Auch an kleineren Objekten, - Restaurants, Gartencafés, Geschäften, findet man diese neue Bauweise, - im privaten Bereich jedoch noch selten. Ein Dutzend Firmen in Europa bieten die Planung, Fertigung und Montage größerer Textiler Dächer an. Kleinere Objekte, unter 100m², können auch von regionalen Planenmachern, Sattlern oder Segelmachern realisiert werden, von denen einige inzwischen auch Erfahrungen mit der neuen Materie haben.
Für die beschichteten Gewebe oder Folien wurde der Name „Membran“ gewählt, weil sie ähnlich einer Haut vor äußeren Einflüssen schützt, dehnbar und belastbar sind, - obwohl sie die Porosität und Durchlässigkeit einer „normalen Membran“ nur sehr eingeschränkt besitzen. Membrandächer unterteilt man in Konstruktionen mit „biegeweichen Rändern“ und solche mit „biegesteifen Rändern“. Bei Letzteren werden die Ränder mit Klemm- oder Kederschienen direkt auf der Unterkonstruktion aus Holz, Stahl oder Beton befestigt und bilden einen geschlossenen Raum. Die Membranspannung wird dann durch Hochdrücken der Membrane mittels Bögen, Stützen oder Luftkissen erreicht. Ein Beispiel hierfür sind große Gewächshäuser (Regenwaldhaus) bei denen die Dachflächen von doppelten, klaren, zu isolierenden Kissen aufgepumpten PTFE-Folien gebildet werden.
Dächer mit biegeweichen Rändern aus Drahtseil lassen sich spannen und passen sich kleineren Objekten eher an. Durch freie Ränder wirken die Flächen wie ein Segel. Diese Segeldächer sollen im folgenden genauer behandelt werden, da sie sich besonders in Größen bis 50m² recht einfach realisieren lassen.

• • • • •

Aufgaben →
a: Bis zu welcher Fläche können kleinere Objekte laut dem Text über Membrandächer auch von regionalen Planenmachern, Sattlern oder Segelmachern umgesetzt werden?
b: Schreiben Sie aus dem Text über Membrandächer den Abschnitt zwischen „Auch an kleineren“ und „neuen Materie haben.“ einschließlich ab.

• • • • •

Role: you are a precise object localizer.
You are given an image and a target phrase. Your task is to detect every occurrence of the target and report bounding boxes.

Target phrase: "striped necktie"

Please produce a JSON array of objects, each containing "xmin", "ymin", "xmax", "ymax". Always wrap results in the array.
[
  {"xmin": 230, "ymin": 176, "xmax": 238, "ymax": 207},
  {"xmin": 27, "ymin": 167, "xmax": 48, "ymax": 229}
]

• • • • •

Antworten →
a: Bis unter 100m².

b:
Auch an kleineren Objekten, - Restaurants, Gartencafés, Geschäften, findet man diese neue Bauweise, - im privaten Bereich jedoch noch selten. Ein Dutzend Firmen in Europa bieten die Planung, Fertigung und Montage größerer Textiler Dächer an. Kleinere Objekte, unter 100m², können auch von regionalen Planenmachern, Sattlern oder Segelmachern realisiert werden, von denen einige inzwischen auch Erfahrungen mit der neuen Materie haben.